→ Passage provided:
______________________________

Sgt. Edward Theodore French

    Sgt. Edward Theodore French was the son of Clifton French & Mary Alice Smith-French. He was born in Boyle County, Kentucky on August 16, 1917.  Like his father, Edward was a farmer outside Harrodsburg before the war.  He was the brother of Sgt. Morgan French.

    Edward joined the Kentucky National Guard in Harrodsburg and was called to Federal duty on November 25, 1940.  During his time at Ft. Knox, Edward attended tracked vehicle maintenance school. After 10 months of training at Fort Knox, KY, he was sent home due to a pre-existing medical condition. In fact, the Army doctors tried to get Edward to take a medical discharge and he refused. As a result of his medical condition, he did not participate in the 1941 Louisiana maneuvers with the rest of D Company.

______________________________

Dataset entries
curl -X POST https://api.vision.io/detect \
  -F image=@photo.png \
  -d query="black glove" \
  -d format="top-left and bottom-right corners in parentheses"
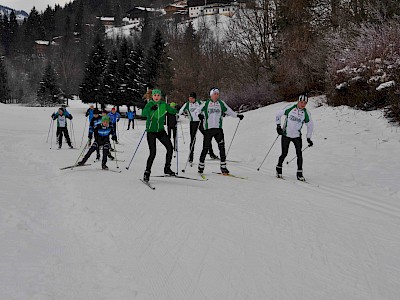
top-left (276, 125), bottom-right (283, 135)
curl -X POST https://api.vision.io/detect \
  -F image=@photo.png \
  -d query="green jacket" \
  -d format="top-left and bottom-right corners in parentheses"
top-left (142, 100), bottom-right (177, 132)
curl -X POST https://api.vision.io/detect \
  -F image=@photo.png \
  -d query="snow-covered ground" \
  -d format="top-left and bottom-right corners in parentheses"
top-left (0, 98), bottom-right (400, 300)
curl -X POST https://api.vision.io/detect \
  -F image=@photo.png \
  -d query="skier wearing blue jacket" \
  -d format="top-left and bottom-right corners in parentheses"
top-left (85, 104), bottom-right (97, 123)
top-left (108, 107), bottom-right (121, 144)
top-left (276, 95), bottom-right (314, 181)
top-left (78, 116), bottom-right (114, 170)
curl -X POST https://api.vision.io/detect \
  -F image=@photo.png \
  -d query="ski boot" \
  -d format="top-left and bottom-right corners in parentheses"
top-left (296, 170), bottom-right (306, 181)
top-left (164, 166), bottom-right (176, 176)
top-left (143, 171), bottom-right (150, 182)
top-left (197, 162), bottom-right (204, 174)
top-left (220, 162), bottom-right (229, 175)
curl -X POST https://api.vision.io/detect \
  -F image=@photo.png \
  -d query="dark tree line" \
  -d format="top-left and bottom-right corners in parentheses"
top-left (0, 0), bottom-right (400, 122)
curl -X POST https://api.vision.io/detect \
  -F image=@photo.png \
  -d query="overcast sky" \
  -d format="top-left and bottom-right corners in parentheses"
top-left (0, 0), bottom-right (72, 13)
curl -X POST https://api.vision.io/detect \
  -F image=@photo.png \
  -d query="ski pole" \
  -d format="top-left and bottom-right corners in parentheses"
top-left (182, 122), bottom-right (201, 173)
top-left (113, 140), bottom-right (119, 169)
top-left (286, 146), bottom-right (310, 164)
top-left (79, 118), bottom-right (88, 148)
top-left (70, 120), bottom-right (76, 146)
top-left (226, 119), bottom-right (241, 156)
top-left (257, 134), bottom-right (279, 171)
top-left (177, 122), bottom-right (186, 144)
top-left (74, 139), bottom-right (90, 166)
top-left (46, 118), bottom-right (54, 143)
top-left (125, 129), bottom-right (146, 170)
top-left (50, 119), bottom-right (54, 149)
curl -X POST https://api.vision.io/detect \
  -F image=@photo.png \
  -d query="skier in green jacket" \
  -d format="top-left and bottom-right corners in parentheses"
top-left (142, 89), bottom-right (177, 181)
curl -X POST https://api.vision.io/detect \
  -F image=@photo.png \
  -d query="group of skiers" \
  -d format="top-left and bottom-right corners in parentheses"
top-left (52, 88), bottom-right (313, 182)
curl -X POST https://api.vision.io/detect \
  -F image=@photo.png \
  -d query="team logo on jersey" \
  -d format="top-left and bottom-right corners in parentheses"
top-left (208, 107), bottom-right (221, 114)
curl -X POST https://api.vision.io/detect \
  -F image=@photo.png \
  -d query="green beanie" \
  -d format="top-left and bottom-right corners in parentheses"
top-left (101, 116), bottom-right (110, 123)
top-left (151, 89), bottom-right (161, 96)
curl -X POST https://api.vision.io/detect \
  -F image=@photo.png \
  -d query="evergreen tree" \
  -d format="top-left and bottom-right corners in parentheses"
top-left (114, 3), bottom-right (122, 26)
top-left (74, 0), bottom-right (84, 33)
top-left (25, 7), bottom-right (45, 42)
top-left (80, 35), bottom-right (107, 106)
top-left (145, 29), bottom-right (165, 88)
top-left (114, 38), bottom-right (132, 106)
top-left (36, 61), bottom-right (62, 106)
top-left (0, 57), bottom-right (11, 103)
top-left (42, 5), bottom-right (56, 40)
top-left (103, 49), bottom-right (118, 105)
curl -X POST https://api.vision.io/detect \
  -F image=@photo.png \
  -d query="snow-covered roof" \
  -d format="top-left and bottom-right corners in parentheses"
top-left (100, 17), bottom-right (115, 22)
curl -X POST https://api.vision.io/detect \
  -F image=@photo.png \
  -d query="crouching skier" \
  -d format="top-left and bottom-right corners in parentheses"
top-left (78, 116), bottom-right (114, 170)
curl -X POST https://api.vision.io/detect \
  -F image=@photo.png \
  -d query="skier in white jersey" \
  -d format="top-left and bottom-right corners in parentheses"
top-left (276, 95), bottom-right (314, 181)
top-left (194, 88), bottom-right (244, 174)
top-left (179, 92), bottom-right (218, 163)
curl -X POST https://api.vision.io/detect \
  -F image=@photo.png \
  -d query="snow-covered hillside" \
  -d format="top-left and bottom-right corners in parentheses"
top-left (0, 5), bottom-right (29, 23)
top-left (0, 98), bottom-right (400, 300)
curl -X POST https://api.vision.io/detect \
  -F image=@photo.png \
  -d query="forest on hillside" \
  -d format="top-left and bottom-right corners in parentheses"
top-left (0, 0), bottom-right (400, 120)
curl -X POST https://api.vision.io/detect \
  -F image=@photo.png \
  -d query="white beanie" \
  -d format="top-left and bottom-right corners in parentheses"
top-left (210, 88), bottom-right (219, 96)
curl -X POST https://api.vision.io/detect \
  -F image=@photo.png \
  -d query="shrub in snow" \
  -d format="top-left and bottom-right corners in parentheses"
top-left (327, 21), bottom-right (400, 119)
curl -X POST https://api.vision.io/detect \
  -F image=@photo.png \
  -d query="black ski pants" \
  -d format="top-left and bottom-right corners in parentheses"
top-left (82, 141), bottom-right (111, 165)
top-left (278, 136), bottom-right (303, 171)
top-left (200, 128), bottom-right (226, 163)
top-left (128, 119), bottom-right (135, 129)
top-left (189, 121), bottom-right (215, 161)
top-left (56, 127), bottom-right (71, 147)
top-left (146, 130), bottom-right (174, 172)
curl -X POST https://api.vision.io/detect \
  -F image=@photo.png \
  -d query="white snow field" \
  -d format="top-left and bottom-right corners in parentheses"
top-left (0, 97), bottom-right (400, 300)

______________________________

→ What the exercise asks: According to the biography of Sgt. Edward Theodore French, what school did he attend during his time at Ft. Knox?

→ Response to this task: Tracked vehicle maintenance school.